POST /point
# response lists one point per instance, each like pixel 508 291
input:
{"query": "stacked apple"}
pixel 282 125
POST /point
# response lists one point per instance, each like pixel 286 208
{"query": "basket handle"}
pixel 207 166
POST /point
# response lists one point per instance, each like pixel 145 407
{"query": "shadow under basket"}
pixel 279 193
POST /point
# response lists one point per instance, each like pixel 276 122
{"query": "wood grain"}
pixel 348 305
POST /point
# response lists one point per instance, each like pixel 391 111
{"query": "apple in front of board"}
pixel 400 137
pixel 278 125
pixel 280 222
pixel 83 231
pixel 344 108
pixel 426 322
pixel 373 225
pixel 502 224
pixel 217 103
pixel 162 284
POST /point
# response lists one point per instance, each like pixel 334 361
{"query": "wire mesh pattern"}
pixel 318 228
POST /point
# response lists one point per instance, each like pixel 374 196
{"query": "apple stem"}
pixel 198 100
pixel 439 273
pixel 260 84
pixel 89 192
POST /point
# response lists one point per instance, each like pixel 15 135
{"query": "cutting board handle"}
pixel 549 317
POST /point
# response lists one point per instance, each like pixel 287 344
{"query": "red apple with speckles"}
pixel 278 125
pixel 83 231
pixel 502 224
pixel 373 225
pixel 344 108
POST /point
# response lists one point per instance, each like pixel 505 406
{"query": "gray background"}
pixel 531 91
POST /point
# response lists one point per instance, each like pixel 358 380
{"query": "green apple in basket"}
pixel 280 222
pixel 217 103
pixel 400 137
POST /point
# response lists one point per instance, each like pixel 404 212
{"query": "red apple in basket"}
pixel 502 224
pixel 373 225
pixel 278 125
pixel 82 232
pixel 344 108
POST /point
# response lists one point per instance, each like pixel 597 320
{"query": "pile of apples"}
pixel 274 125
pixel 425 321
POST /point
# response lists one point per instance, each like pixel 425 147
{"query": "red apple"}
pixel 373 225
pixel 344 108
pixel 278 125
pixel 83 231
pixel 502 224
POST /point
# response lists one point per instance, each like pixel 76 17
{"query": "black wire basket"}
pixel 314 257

▶ [Short exercise]: Reproduce the entries above in full, verbatim.

▶ [Full response]:
POST /point
# response lists one point per instance, each like pixel 508 291
input:
{"query": "stacked apple"}
pixel 282 125
POST /point
# response lists one point per instance, each like pixel 286 208
{"query": "basket handle"}
pixel 207 166
POST /point
# response lists one point per instance, each like pixel 145 407
{"query": "shadow under basket"}
pixel 279 193
POST /point
# response lists one point per instance, each like pixel 276 122
{"query": "wood grain"}
pixel 348 305
POST /point
# response lists one point per instance, each like pixel 391 111
{"query": "apple in front of board"}
pixel 400 137
pixel 278 125
pixel 280 222
pixel 83 231
pixel 344 108
pixel 426 322
pixel 373 225
pixel 502 224
pixel 217 103
pixel 162 284
POST /point
# response lists one point per instance, each like pixel 334 361
{"query": "wire mesh pattern"}
pixel 318 228
POST /point
# response lists one point per instance, each like pixel 374 196
{"query": "apple stem"}
pixel 198 100
pixel 439 273
pixel 260 84
pixel 89 192
POST /point
# response lists one point per instance, each like pixel 15 135
{"query": "cutting board handle"}
pixel 549 317
POST /point
# response lists one point per instance, each like pixel 287 344
{"query": "red apple with speckles"}
pixel 278 125
pixel 83 231
pixel 502 224
pixel 373 225
pixel 344 108
POST /point
# response lists one point per instance, each like pixel 505 406
{"query": "gray background"}
pixel 531 91
POST /point
# response lists one point per instance, each like pixel 358 380
{"query": "green apple in basket"}
pixel 280 222
pixel 217 103
pixel 400 137
POST /point
# response lists one point per instance, each like pixel 404 212
{"query": "red apple in basket"}
pixel 502 224
pixel 373 225
pixel 278 125
pixel 82 232
pixel 344 108
POST /point
# response lists one point per instance, each like pixel 597 320
{"query": "pile of apples"}
pixel 274 125
pixel 425 321
POST /point
# response lists one point per instance, each like pixel 425 147
{"query": "red apple"}
pixel 373 225
pixel 344 108
pixel 278 125
pixel 83 231
pixel 502 224
POST /point
# response lists one point per instance, each like pixel 76 17
{"query": "black wire basket"}
pixel 314 257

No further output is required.